▸ **Problem**
Return the records exactly as they are.
=== Data for analysis ===
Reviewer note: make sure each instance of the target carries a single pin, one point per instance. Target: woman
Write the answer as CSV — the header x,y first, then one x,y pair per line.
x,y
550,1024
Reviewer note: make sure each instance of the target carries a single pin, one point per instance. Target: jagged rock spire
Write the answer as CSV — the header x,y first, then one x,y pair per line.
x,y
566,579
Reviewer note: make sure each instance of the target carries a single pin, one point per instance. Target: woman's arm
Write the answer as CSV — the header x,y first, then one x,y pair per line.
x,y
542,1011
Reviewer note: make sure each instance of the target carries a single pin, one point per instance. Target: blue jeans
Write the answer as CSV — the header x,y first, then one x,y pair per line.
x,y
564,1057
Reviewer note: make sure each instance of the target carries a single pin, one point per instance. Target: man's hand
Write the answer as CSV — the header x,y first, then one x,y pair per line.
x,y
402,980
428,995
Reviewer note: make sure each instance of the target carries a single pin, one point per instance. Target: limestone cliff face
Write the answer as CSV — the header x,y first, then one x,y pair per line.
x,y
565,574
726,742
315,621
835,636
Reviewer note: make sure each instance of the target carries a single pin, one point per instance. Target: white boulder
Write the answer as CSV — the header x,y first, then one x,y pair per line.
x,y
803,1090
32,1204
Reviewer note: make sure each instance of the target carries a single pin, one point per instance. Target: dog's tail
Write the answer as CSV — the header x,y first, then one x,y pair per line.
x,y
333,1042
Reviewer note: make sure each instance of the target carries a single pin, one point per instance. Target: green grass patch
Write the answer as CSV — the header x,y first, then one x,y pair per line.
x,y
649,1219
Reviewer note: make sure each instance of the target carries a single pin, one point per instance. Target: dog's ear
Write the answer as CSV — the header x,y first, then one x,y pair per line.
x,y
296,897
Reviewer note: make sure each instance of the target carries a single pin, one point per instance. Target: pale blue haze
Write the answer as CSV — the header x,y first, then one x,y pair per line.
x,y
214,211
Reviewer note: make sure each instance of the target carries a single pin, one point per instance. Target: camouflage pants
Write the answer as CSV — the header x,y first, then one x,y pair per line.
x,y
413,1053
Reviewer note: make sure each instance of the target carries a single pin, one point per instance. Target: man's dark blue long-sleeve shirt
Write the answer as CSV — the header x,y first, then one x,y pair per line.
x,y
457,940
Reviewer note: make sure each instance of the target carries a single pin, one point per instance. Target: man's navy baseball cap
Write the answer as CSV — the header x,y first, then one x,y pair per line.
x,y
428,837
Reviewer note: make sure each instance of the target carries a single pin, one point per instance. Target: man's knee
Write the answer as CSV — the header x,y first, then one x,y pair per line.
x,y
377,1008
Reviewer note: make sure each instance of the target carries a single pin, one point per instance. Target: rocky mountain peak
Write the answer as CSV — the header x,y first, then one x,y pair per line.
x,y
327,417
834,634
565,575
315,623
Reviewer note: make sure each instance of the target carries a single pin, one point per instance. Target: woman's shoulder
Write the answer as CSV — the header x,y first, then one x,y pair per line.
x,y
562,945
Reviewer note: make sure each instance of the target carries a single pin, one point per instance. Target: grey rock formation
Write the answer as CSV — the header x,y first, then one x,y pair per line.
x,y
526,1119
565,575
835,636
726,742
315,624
===
▸ **Solution below**
Reviewer note: make sure each instance of the target carries a single pin, one point per instance. Target: woman
Write the answer as CSV — the header x,y first, then one x,y pair per line.
x,y
550,1024
Reviewer note: make sure each instance of the target carries a single pin, one point per instance. Target: jagged rock spire
Write the answer as CSV — the header x,y first, then one x,y pair per line.
x,y
566,579
Reviewer note: make sure each instance of the target carries a single pin, one point per instance. Target: woman's arm
Write the answer as CSV — the header x,y first, then one x,y pair per line.
x,y
542,1011
Reviewer note: make sure each instance of the target carries a single pin, one point per instance. Target: blue jeans
Write the answer as CSV — the header x,y first, then one x,y pair per line.
x,y
564,1057
Reviewer note: make sure each instance of the target carries a single pin, one point per instance. Target: man's hand
Write the answer as CSV — the header x,y first, then one x,y pair per line.
x,y
402,980
428,995
Reviewer note: make sure each instance of the target carries a single pin, one point per instance. Target: limestone cliff face
Write the answer as CSV — the header x,y first, then one x,y pair per line.
x,y
565,574
726,742
315,621
835,636
Reviewer note: make sure each instance of the target carries a single pin, one point per instance. Target: white boulder
Write the answer as CSV — the header x,y first, then one x,y pair per line.
x,y
803,1090
32,1204
Reviewer note: make sure each instance of the target carries a single pin, one point per instance. Target: dog's tail
Write the answer as CSV — the header x,y first, then one x,y pair per line.
x,y
333,1042
Reviewer note: make sure each instance of the target carries a single pin, one point per instance. Target: green grass patch
Write the answer as CSV — the header x,y first, then one x,y pair per line.
x,y
649,1219
Reviewer note: make sure each instance of the target carries a single pin, one point per instance. Target: dog's ear
Write the answer as CSV — the header x,y first, then one x,y pair per line.
x,y
296,897
Reviewer note: make sure each instance of the target carries a single pin, one point per instance. Target: pale blue haze
Write the answer as CSV — the header x,y first, then one x,y pair per line.
x,y
214,211
Reviewer note: make sure each instance of the target carries a single pin, one point per instance. Target: camouflage pants
Write the answer as CSV — the header x,y first, then one x,y pair per line.
x,y
413,1053
Reviewer note: make sure each instance of the target carries a single pin, one point per instance. Target: man's dark blue long-sleeve shirt
Write the answer as CSV — the header x,y first, then one x,y pair per line.
x,y
457,940
Reviewer note: make sure each instance of the target carries a single pin, one point per instance. Target: man's navy baseball cap
Write the answer as CSV — the header x,y first, then one x,y pair per line.
x,y
428,837
Reviewer note: make sure each instance of the target carries a single pin, one point per instance. Target: man's knee
Write the answer as CSV — the header x,y first, then one x,y pair per line.
x,y
377,1008
Reviewer note: make sure each instance of the target carries a single pin, one point per instance. Target: rocky mountain peak
Write the answer as CSV — the header x,y first, then one x,y pair per line.
x,y
327,417
834,634
565,575
315,623
Reviewer note: make sure each instance of the target carries a single pin, one point per instance. Target: woman's shoulder
Write the answer as CSV — the header x,y first, then one x,y pair per line.
x,y
562,945
Reviewer note: make sure each instance of the target carries a single pin, one point per instance. Target: grey rock formation
Write the answer as CSV — the header x,y first, then one x,y pair per line.
x,y
526,1119
565,575
835,636
726,742
315,624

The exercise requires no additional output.